» Textblock:
• • • • •

# Was tolles: Schrittmotor als Bremse



## maxi (2 Januar 2007)

Mein Cheffe hatte gerade eine nette Idee.

Wir haben ein Gerät das durch grosse Handkurbel angetrieben wird.
Ähnlich wie bei einen Trimm Dich Rad wollen wir den Widerstand verändern können.

Nun kahmen wir auf die Idee eine grossen Schrittmotor einzubauen und die Haltespannung zu variieren (schreibt man das so?) 

Meint ohr so was funktioniert?
Weiss wer was besseres?


----------



## Ralle (2 Januar 2007)

Könnte gehen, das wird dann aber ganz schön hacken, wegen des Rastmoments beim Schrittmotor. Außerdem könnte es zusätzlich Geräusche machen (unsere SM pfiffen ganz schön, wenn man die zu stark beschleunigt hat oder festhielt).


----------



## Unregistrierter gast (2 Januar 2007)

maxi schrieb:


> Mein Cheffe hatte gerade eine nette Idee.
> 
> Wir haben ein Gerät das durch grosse Handkurbel angetrieben wird.
> Ähnlich wie bei einen Trimm Dich Rad wollen wir den Widerstand verändern können.
> ...


Da gibts doch Wirbelstrombremsen für, die sind an jedem Trimm - Rad drann. Da brauch man nichts neu zu erfinden.

Übrigens dürfen Schrittmotore nicht aus dem Schritt geworfen werden, die gehen dann durch. Keinesfalls kann man damit einen Moment einstellen.


----------



## Ralle (2 Januar 2007)

@ug

Na ja, die rasten dann wieder im nächsten oder übernächsten Schritt. Je höher der Haltestrom, desto mehr Kraft zum Ausrasten und desto lauter das Einrasten . Es stimmt allerdings, kann sein daß man mit Schwung dann locker weiterdrehen kann weil kein Moment mehr zustandekommt. Aber mit den Wirbelstrombremsen hast du recht.


----------



## Zefix (3 Januar 2007)

Mit Wirbelstrombremsen sind wir aber eher im Prüfstandsbereich


----------



## maxi (3 Januar 2007)

Hatte ich schon überlegt,
Wirbelstrombremse.

• • • • •

» Datenteil:
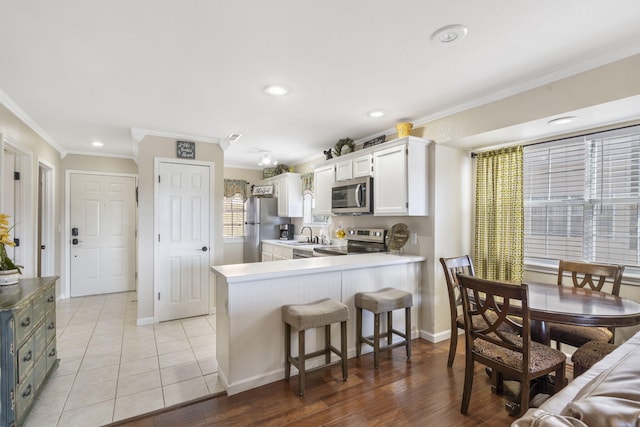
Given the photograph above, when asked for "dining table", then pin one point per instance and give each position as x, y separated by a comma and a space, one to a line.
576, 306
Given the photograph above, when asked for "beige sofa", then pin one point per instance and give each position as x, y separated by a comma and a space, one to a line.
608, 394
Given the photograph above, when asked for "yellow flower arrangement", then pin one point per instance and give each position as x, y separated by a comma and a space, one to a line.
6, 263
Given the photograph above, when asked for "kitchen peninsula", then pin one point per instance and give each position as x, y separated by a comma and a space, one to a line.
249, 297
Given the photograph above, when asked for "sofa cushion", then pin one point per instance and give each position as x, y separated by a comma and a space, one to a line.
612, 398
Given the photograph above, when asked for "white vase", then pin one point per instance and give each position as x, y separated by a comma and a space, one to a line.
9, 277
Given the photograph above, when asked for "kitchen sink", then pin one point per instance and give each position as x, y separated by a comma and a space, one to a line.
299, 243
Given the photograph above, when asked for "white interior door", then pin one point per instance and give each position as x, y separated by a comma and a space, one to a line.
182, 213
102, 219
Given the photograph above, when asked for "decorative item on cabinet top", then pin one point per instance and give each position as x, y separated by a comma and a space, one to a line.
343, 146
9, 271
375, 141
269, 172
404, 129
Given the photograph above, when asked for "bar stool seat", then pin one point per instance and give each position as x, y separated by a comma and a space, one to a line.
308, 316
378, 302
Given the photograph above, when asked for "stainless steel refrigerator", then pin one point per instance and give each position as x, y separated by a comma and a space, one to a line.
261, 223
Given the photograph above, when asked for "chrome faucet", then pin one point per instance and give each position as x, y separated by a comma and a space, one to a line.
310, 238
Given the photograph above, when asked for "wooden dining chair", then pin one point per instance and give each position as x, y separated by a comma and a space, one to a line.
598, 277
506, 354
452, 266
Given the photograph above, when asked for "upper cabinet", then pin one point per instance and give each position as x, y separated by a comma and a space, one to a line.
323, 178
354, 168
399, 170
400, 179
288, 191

• • • • •

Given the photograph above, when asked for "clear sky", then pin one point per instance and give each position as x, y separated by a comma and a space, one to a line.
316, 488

• • • • •

» Gegebene Aufgabe:
Schreibe die Forumsdiskussion über den Schrittmotor als Bremse im Anschluss an ihren letzten Satz weiter.

» Endergebnis:
Allerdings gibt es keine kleinen mit Ansteuerung mehr fertig zu kaufen.
Wir wollen ja nur so 50-100 Watt verbraten. Keine KW.
Die Ansteuerng einer Wirbelstrombremse verlangt auch manchen Firman Mannjahre ab. Glaub beim IC habe ich mal was von 8,5 Mannjahren an der Konstuktion und Projektieren gehört (Ohne Testen und Monatge)
Das was in den Trimmdichrad eingebaut ist, da sitzten sehr viele Ingeniere drann die nichts anderes machen. 

---

Den Schrittmotor selbst möchte ich dann garnicht ansteuern, also bewegen. Der soll nur Halten.
Je nach Spannung und Strom die ich rein gebe soll er dann die mechanische Kraft abbremsen.


----------



## maxi (3 Januar 2007)

Schrittmotor glaub auch schmarrn,
ansich ist es ja das gleiche wie eine Wirbelstrombremse.
Und habe gerade gesehen wie geringes Haltemoment die haben.

An so einer Kurbel kann man ja bestimmt 25N verraten.
So halben Meter Lang und mit kräftigen Armen sind 50 KG Zugkraft ja gar nix. Weiss mit den Beinen kann ich mit beiden fast 200KG*2 also fast 400 KG wegdrücken. Mit den armen nehm ich dann schafft man so ein drittel.
Also so 130-140 KG. Bin aber auch bissel stärker, das sind die Segler aber bestimmt auch.


----------



## zotos (3 Januar 2007)

Mal ein anderer Ansatz:
Hydraulik oder Pneumatik?
z.B. Bei einem Hebel ging das ja einen Hydraulik- oder Pneumatikzylinder dranzuschrauben.
Bei einem Pneumatikzylinder müsste man "nur" die Abluftdrossel verstellbar machen.
Bei einem Hydraulikzylinder eine art Proportinal oder Servoventi in die Abströmung einbauen. 

In der richtung mal einen Experten fragen.

Kennst Du keinen Hydrauliker damit kann man tolle sachen machen.


----------



## zotos (3 Januar 2007)

Ich meine so was wie einen verstellbaren "hydraulikdämpfer" die sind in den Trainings Steppern eingebaut. Oder wenn DU es wirlich hart brauchst aus dem Auto.


----------



## Per (3 Januar 2007)

*Hysteresebremsen*

Hallo Maxi,

gute Erfahrung und auch wohl einsetzbar in deinem Fall, sind Hysteresebremsen.
Drehmomenten Einstellung von ca. 0,02 Nm bis ca.26 Nm
hier mal ein Link : http://www.magtrol.de/zugspannung/index.html

per


----------



## afk (3 Januar 2007)

maxi schrieb:


> Weiss mit den Beinen kann ich mit beiden fast 200KG*2 also fast 400 KG wegdrücken. Mit den armen nehm ich dann schafft man so ein drittel. Also so 130-140 KG.


Wenn Du da noch ein wenig an der Technik arbeitest, dann überbietest Du die aktuellen Weltrekorde im Superschwergewicht (Reißen: 213,5kg / Stoßen: 263,5kg, Quelle: Wikipedia) bestimmt ganz locker ... :lol: 

Gruß Axel


----------



## zotos (3 Januar 2007)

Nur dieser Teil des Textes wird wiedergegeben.